• TO DO: Format the records below as a two-column CSV with the header text,answer and one row per record. Put each record's text and its answer in one quoted field each, with line breaks turned into spaces, and leave the pictures out.

• RECORD LIST:
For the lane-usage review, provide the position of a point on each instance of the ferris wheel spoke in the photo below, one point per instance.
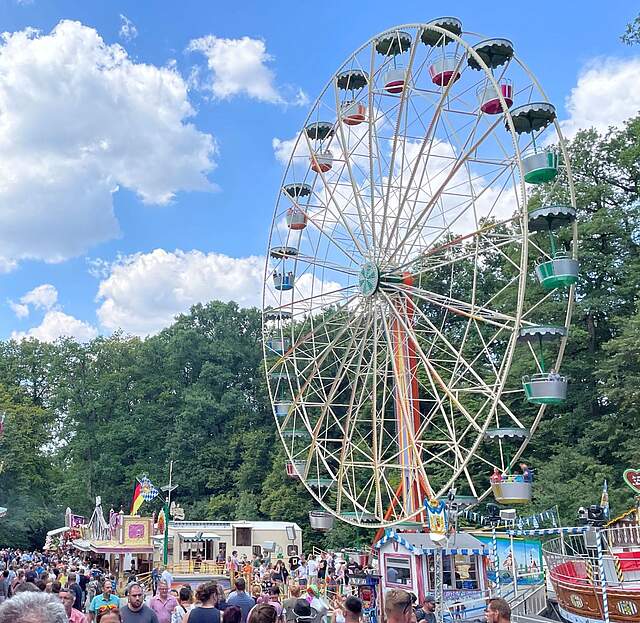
(339, 377)
(422, 216)
(430, 368)
(460, 360)
(455, 306)
(428, 139)
(460, 210)
(414, 466)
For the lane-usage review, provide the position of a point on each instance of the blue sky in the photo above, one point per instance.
(305, 43)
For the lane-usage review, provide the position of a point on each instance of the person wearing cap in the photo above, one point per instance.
(397, 606)
(427, 612)
(303, 612)
(349, 611)
(316, 603)
(289, 603)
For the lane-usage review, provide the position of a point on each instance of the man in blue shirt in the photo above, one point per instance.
(240, 599)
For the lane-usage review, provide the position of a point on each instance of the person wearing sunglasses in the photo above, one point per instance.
(135, 611)
(498, 611)
(105, 601)
(398, 606)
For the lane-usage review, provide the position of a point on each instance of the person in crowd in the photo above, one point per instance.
(166, 576)
(155, 578)
(5, 586)
(263, 613)
(31, 606)
(135, 610)
(289, 603)
(67, 597)
(76, 590)
(427, 612)
(302, 573)
(109, 616)
(231, 614)
(352, 610)
(162, 603)
(527, 472)
(303, 612)
(498, 611)
(316, 603)
(102, 602)
(207, 610)
(397, 606)
(274, 600)
(185, 603)
(312, 570)
(240, 599)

• SOLVED EXERCISE:
text,answer
"For the lane-usage review, provide the position of a point on each instance of the ferris wheel spoke in the photo below, one point per instance.","(339, 377) (422, 216) (430, 368) (460, 360) (455, 306) (428, 139) (460, 210) (414, 466)"
"For the lane-usage review, provide the position of a point on each instance of the blue sky in the photo above, one point per instance.","(305, 43)"
"For the lane-usage review, provide the position of a point on each instance of the person wearing cap in the photo above, one point per instance.","(397, 606) (427, 612) (303, 612) (349, 611) (316, 603) (289, 603)"
"For the lane-usage review, provide the position of a point on each instance of the man in blue shirt in the photo above, one point per instance.","(240, 599)"
"For the lane-usage review, provide the position of a point on each instance of the person wearing sunglasses in the photo above, one point per instance.","(135, 611) (498, 611) (105, 601) (398, 606)"
"For the lane-usage review, provide the position of a point on each instance of the person in crowd in the photo above, one point per instance.","(166, 576) (155, 578) (5, 586) (263, 613) (31, 606) (135, 610) (289, 603) (67, 597) (76, 590) (427, 612) (302, 573) (109, 616) (231, 614) (352, 610) (162, 603) (527, 472) (303, 612) (498, 611) (316, 603) (102, 602) (207, 610) (397, 606) (274, 600) (185, 603) (312, 570) (240, 599)"